-------- Quellenauszug --------
Im Interview mit Toto-Keyboarder, Produzent und Songwriter David Paich erfahren wir viel über seine musikalischen Seiten und über sein erstes Album „Forgotten Toys“.
Mit 68 Jahren veröffentlicht der Toto-Keyboarder, Produzent und Songwriter David Paich sein erstes Solo-Album: „Forgotten Toys“ zeigt den einstigen Session-Star und Produzenten von verschiedenen musikalischen Seiten. Wir trafen den sympathischen Musiker zum Zoom-Interview.
David Paich ist pünktlich auf die Minute. Und – auch das konnte man sich vorher denken – man hat es mit einem sympathischen, erstaunlich uneitlen und freundlichen Zeitgenossen zu tun. Nach all seinen Erfolgen, die er mit seiner Band Toto oder als Songwriter und Produzent (u. a. für Boz Scaggs) und für seine Arbeiten für Megastars wie Michael Jackson und Barbra Streisand einfuhr, könnte sich der heute 68-jähriger Musiker ein paar Allüren durchaus leisten. Zumindest ein ausgeprägtes Ego. Von beidem aber ist im Verlauf des rund 30-minütigen Gesprächs keine Spur.
--------
[Arbeitsanweisung]: Geben Sie den Abschnitt aus dem Artikel über David Paich wörtlich wieder, beginnend mit „Im Interview mit“ und fortgesetzt bis einschließlich „Musiker zum Zoom-Interview.“. Die Einträge stammen aus einer anderen Quelle als der Artikel über David Paich.
-------- Datensatzauszüge --------
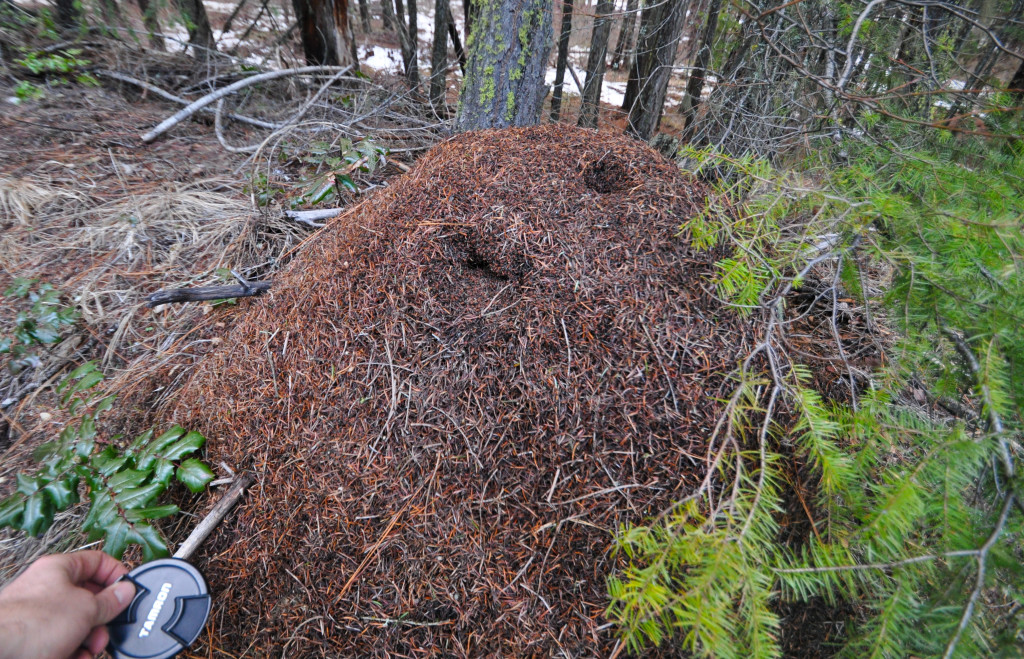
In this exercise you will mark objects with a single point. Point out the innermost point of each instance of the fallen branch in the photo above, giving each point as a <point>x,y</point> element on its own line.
<point>213,518</point>
<point>113,75</point>
<point>172,296</point>
<point>312,217</point>
<point>213,97</point>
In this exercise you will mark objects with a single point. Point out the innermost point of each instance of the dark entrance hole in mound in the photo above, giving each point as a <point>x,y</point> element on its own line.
<point>606,175</point>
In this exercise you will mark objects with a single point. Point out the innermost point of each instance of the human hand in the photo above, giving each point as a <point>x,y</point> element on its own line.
<point>58,607</point>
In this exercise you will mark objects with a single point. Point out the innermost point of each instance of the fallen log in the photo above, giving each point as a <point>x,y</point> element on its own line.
<point>172,296</point>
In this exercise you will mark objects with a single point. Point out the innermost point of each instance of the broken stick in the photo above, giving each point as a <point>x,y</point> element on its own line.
<point>215,516</point>
<point>172,296</point>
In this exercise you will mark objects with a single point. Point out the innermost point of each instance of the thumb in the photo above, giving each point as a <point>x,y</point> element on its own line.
<point>113,600</point>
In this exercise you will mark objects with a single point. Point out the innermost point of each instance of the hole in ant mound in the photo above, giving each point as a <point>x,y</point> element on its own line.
<point>475,264</point>
<point>606,176</point>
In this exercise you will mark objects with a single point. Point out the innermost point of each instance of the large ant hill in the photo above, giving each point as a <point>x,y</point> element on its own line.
<point>456,394</point>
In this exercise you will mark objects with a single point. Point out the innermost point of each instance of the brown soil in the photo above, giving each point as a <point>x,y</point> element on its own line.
<point>455,395</point>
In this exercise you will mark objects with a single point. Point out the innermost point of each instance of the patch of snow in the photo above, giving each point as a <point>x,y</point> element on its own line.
<point>381,58</point>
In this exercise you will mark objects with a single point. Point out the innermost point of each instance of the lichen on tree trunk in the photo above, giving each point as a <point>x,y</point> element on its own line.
<point>508,56</point>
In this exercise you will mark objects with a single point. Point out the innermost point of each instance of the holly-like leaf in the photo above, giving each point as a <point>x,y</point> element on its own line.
<point>10,511</point>
<point>62,492</point>
<point>152,513</point>
<point>127,478</point>
<point>195,475</point>
<point>138,496</point>
<point>38,515</point>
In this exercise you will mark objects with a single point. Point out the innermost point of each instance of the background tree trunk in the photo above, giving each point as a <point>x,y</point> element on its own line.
<point>469,10</point>
<point>563,53</point>
<point>387,14</point>
<point>200,34</point>
<point>625,42</point>
<point>456,42</point>
<point>414,39</point>
<point>326,33</point>
<point>409,59</point>
<point>508,56</point>
<point>655,55</point>
<point>595,64</point>
<point>438,55</point>
<point>694,86</point>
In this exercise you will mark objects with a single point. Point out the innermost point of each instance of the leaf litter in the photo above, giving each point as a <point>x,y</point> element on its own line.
<point>453,397</point>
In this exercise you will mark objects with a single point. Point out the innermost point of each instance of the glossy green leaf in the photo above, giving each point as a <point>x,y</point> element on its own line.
<point>62,493</point>
<point>28,484</point>
<point>10,510</point>
<point>127,478</point>
<point>195,475</point>
<point>38,515</point>
<point>152,513</point>
<point>117,537</point>
<point>138,496</point>
<point>163,471</point>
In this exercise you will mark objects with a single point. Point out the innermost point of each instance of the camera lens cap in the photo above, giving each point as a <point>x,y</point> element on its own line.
<point>168,613</point>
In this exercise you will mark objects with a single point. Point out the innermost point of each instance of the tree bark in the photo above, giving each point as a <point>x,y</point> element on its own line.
<point>694,86</point>
<point>387,14</point>
<point>456,42</point>
<point>660,27</point>
<point>595,64</point>
<point>1016,85</point>
<point>365,15</point>
<point>408,45</point>
<point>508,56</point>
<point>625,43</point>
<point>469,10</point>
<point>200,34</point>
<point>563,53</point>
<point>438,55</point>
<point>414,37</point>
<point>326,33</point>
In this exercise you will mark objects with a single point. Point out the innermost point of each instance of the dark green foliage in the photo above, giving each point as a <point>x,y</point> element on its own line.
<point>122,484</point>
<point>38,325</point>
<point>916,516</point>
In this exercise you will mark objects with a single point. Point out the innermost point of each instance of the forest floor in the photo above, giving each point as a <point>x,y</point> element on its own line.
<point>108,220</point>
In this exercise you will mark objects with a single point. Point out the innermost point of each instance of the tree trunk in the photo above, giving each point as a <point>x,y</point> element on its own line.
<point>660,27</point>
<point>508,56</point>
<point>469,10</point>
<point>694,86</point>
<point>595,64</point>
<point>456,42</point>
<point>625,43</point>
<point>414,38</point>
<point>438,55</point>
<point>408,45</point>
<point>365,15</point>
<point>326,33</point>
<point>1016,85</point>
<point>200,34</point>
<point>387,14</point>
<point>152,25</point>
<point>563,54</point>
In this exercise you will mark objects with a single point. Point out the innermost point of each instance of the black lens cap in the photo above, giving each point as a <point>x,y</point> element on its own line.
<point>168,613</point>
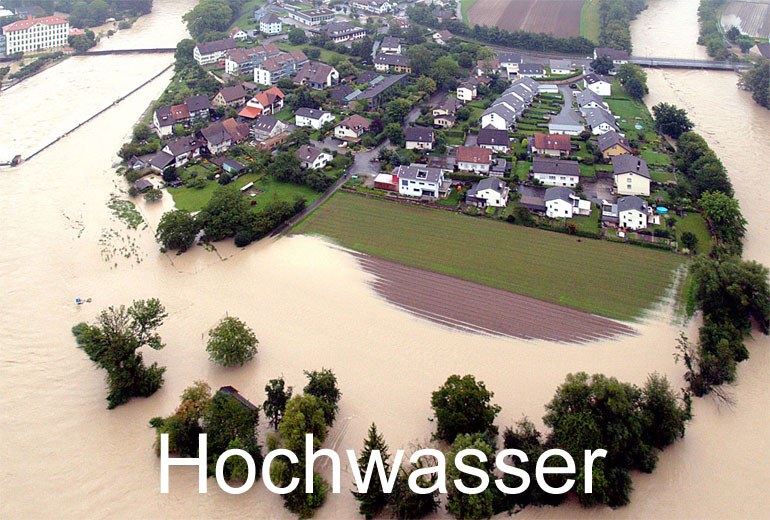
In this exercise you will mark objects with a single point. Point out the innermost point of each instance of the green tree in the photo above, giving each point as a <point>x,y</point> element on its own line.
<point>466,505</point>
<point>323,385</point>
<point>177,230</point>
<point>297,36</point>
<point>113,343</point>
<point>374,500</point>
<point>462,405</point>
<point>671,120</point>
<point>278,395</point>
<point>231,343</point>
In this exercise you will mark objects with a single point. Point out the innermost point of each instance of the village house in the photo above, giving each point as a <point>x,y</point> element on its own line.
<point>556,172</point>
<point>560,66</point>
<point>313,157</point>
<point>473,159</point>
<point>600,121</point>
<point>531,70</point>
<point>632,177</point>
<point>311,117</point>
<point>378,7</point>
<point>270,24</point>
<point>266,127</point>
<point>618,56</point>
<point>317,75</point>
<point>418,180</point>
<point>230,97</point>
<point>184,149</point>
<point>268,102</point>
<point>612,144</point>
<point>207,53</point>
<point>594,82</point>
<point>419,138</point>
<point>551,145</point>
<point>494,139</point>
<point>562,202</point>
<point>340,32</point>
<point>311,17</point>
<point>238,34</point>
<point>390,45</point>
<point>490,192</point>
<point>352,128</point>
<point>565,124</point>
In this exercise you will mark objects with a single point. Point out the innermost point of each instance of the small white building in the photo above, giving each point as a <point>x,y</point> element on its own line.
<point>562,202</point>
<point>597,84</point>
<point>312,117</point>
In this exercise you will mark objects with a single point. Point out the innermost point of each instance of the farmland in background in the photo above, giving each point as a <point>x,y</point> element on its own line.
<point>609,279</point>
<point>557,17</point>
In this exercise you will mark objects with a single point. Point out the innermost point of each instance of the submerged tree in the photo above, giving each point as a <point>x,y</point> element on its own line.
<point>113,343</point>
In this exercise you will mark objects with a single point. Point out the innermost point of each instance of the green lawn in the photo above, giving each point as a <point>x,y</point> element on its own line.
<point>614,280</point>
<point>589,20</point>
<point>464,6</point>
<point>192,199</point>
<point>694,223</point>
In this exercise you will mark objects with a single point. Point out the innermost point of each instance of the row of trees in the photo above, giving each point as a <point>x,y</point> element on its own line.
<point>517,39</point>
<point>227,214</point>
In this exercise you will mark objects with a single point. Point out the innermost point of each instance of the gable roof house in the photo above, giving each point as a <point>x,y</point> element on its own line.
<point>268,102</point>
<point>552,145</point>
<point>474,159</point>
<point>206,53</point>
<point>311,117</point>
<point>418,180</point>
<point>352,128</point>
<point>313,157</point>
<point>340,32</point>
<point>632,177</point>
<point>594,82</point>
<point>183,149</point>
<point>489,192</point>
<point>561,202</point>
<point>556,172</point>
<point>395,62</point>
<point>494,139</point>
<point>419,138</point>
<point>317,75</point>
<point>230,97</point>
<point>600,121</point>
<point>613,143</point>
<point>390,45</point>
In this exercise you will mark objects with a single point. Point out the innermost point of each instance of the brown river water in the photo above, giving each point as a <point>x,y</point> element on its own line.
<point>64,455</point>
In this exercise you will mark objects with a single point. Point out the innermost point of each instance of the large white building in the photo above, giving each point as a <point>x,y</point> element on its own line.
<point>34,34</point>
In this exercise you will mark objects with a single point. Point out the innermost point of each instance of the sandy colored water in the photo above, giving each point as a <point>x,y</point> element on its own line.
<point>311,306</point>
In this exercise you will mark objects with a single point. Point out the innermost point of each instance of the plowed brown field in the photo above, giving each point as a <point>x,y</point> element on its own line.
<point>556,17</point>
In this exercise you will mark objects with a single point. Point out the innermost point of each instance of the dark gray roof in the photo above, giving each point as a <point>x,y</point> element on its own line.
<point>632,202</point>
<point>419,134</point>
<point>628,163</point>
<point>418,172</point>
<point>555,166</point>
<point>493,137</point>
<point>559,192</point>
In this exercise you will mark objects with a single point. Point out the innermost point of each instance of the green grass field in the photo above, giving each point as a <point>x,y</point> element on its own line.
<point>614,280</point>
<point>589,20</point>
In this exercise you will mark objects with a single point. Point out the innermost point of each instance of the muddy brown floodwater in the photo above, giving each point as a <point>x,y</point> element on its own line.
<point>64,455</point>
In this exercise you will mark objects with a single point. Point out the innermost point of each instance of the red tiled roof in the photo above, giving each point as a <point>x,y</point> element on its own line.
<point>29,22</point>
<point>552,142</point>
<point>474,154</point>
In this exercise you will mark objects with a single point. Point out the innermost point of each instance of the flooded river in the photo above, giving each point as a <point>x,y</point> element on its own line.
<point>65,455</point>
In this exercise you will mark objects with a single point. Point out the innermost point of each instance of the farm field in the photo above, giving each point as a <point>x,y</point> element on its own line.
<point>752,18</point>
<point>609,279</point>
<point>557,17</point>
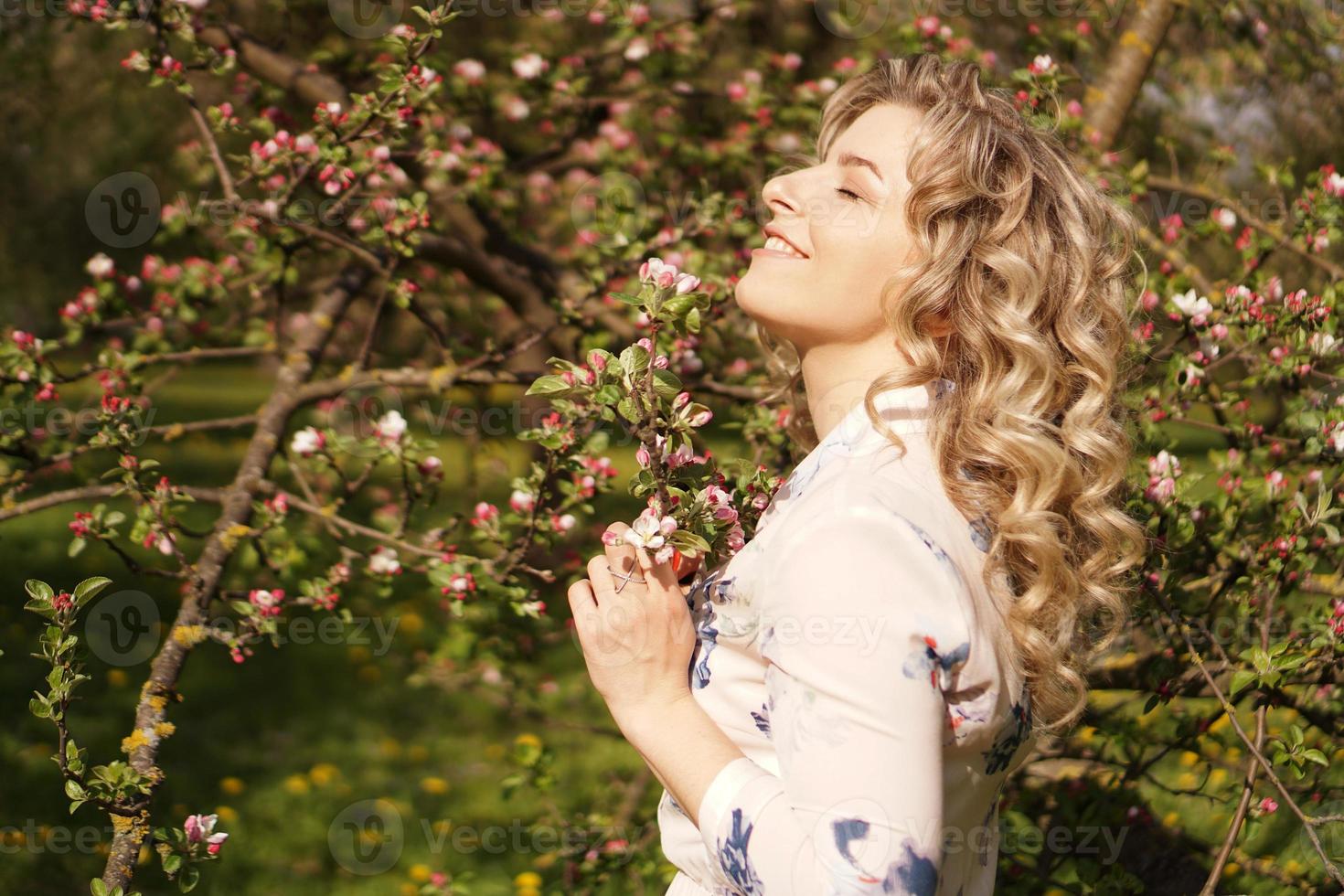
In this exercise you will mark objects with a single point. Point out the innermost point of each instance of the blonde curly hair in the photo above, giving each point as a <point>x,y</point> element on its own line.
<point>1029,261</point>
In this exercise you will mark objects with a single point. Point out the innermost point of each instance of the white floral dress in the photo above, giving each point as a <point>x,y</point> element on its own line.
<point>852,653</point>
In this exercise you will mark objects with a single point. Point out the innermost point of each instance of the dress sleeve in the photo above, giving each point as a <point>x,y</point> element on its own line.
<point>863,629</point>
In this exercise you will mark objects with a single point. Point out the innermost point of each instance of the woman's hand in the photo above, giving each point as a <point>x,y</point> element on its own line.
<point>637,643</point>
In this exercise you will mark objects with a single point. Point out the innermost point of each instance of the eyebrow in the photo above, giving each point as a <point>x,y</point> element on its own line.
<point>849,159</point>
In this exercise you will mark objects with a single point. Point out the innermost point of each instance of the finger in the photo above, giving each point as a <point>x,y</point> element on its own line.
<point>603,583</point>
<point>581,598</point>
<point>621,558</point>
<point>659,574</point>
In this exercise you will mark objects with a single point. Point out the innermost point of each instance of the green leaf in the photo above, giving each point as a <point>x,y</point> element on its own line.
<point>666,383</point>
<point>1241,678</point>
<point>625,407</point>
<point>549,384</point>
<point>89,589</point>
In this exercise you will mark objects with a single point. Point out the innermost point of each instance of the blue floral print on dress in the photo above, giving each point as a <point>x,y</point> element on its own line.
<point>809,723</point>
<point>715,590</point>
<point>763,719</point>
<point>1011,736</point>
<point>852,879</point>
<point>957,715</point>
<point>734,859</point>
<point>937,667</point>
<point>912,873</point>
<point>981,534</point>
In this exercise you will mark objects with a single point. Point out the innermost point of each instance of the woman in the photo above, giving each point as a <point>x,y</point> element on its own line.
<point>921,598</point>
--------
[Schriftliche Antwort]:
Im Interview mit Toto-Keyboarder, Produzent und Songwriter David Paich erfahren wir viel über seine musikalischen Seiten und über sein erstes Album „Forgotten Toys“.
Mit 68 Jahren veröffentlicht der Toto-Keyboarder, Produzent und Songwriter David Paich sein erstes Solo-Album: „Forgotten Toys“ zeigt den einstigen Session-Star und Produzenten von verschiedenen musikalischen Seiten. Wir trafen den sympathischen Musiker zum Zoom-Interview.